EXERCISE 1: In the book review, which courts does Fiona Maye mostly operate in as a High Court judge?
EXERCISE 2: Return the book review's wording from "The Children Act, which is" to "she profoundly regrets.", copied word for word.

TEXT PASSAGE:
========================

In his latest novel, Ian McEwan has tackled once again, family life. This time approaching it from the perspective of the law. Fiona Maye, a leading High Court judge, mostly operating in the Family Law Courts adjudicates on such sensitive and painful cases when, for example, religion and medicine clash, or when a medical procedure will have an outcome favourable in one case but not always in another. The Children Act, which has altered the legal framework upon which such decisions rest has made her legal brief more nuanced, more weighted towards the condition, needs and welfare of the child, but it has not made it any easier.
The Children Act, which is the title of the novel, finds Fiona at a crisis point in her own personal life, her husband seems to be hell-bent on a path of destruction, her work/life balance, her age and several other things seem to be sapping her of strength and purpose.
So in the middle of all this, this fierce, intelligent, sensitive woman does something which later she profoundly regrets.
During the adjudication of a contest between people of a strict religious creed and a child with a life threatening illness, she makes the subject personal. In the course of her decision, Fiona visits Adam in hospital and so ties a thread that both knits and unravels during the course of the rest of the book.

========================

RECORDS SHOWN:
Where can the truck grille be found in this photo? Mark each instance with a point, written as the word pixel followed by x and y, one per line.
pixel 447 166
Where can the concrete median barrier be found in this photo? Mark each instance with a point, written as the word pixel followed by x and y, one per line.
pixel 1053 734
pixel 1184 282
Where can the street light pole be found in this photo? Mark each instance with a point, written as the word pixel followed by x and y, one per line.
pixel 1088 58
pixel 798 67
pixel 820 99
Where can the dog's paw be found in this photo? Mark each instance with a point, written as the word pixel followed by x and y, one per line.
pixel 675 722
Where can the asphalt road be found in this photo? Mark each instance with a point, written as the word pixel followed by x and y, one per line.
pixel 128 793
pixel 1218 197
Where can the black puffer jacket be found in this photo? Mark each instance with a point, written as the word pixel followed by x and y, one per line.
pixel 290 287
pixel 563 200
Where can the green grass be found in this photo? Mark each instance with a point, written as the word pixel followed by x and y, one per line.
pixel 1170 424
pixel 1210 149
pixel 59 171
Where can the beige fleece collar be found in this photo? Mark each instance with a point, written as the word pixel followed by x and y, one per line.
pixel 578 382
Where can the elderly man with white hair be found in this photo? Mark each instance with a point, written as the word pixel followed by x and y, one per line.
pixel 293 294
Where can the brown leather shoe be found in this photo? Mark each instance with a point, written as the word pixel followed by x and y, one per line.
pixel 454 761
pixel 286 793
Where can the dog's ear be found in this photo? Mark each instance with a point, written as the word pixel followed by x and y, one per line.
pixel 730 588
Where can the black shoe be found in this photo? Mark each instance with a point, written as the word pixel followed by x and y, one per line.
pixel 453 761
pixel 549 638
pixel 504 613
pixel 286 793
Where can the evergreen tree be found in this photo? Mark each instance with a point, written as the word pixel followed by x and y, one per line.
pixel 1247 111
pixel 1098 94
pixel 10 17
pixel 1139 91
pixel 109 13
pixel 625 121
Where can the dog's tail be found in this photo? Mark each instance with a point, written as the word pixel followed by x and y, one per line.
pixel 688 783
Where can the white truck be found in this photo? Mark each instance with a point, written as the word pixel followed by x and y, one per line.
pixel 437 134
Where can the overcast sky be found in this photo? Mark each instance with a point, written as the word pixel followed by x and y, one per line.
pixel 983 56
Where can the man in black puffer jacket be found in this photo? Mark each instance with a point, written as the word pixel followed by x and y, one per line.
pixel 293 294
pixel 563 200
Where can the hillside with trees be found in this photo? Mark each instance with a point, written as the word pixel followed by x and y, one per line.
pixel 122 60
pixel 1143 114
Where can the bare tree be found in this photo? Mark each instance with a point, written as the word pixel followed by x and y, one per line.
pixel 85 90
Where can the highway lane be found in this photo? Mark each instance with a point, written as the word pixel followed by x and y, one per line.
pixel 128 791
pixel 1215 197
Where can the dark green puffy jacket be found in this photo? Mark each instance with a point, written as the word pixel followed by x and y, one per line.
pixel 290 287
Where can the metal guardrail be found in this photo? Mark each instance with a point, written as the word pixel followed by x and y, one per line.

========================

WRITTEN RESPONSE 1: The Family Law Courts.

WRITTEN RESPONSE 2:
The Children Act, which is the title of the novel, finds Fiona at a crisis point in her own personal life, her husband seems to be hell-bent on a path of destruction, her work/life balance, her age and several other things seem to be sapping her of strength and purpose.
So in the middle of all this, this fierce, intelligent, sensitive woman does something which later she profoundly regrets.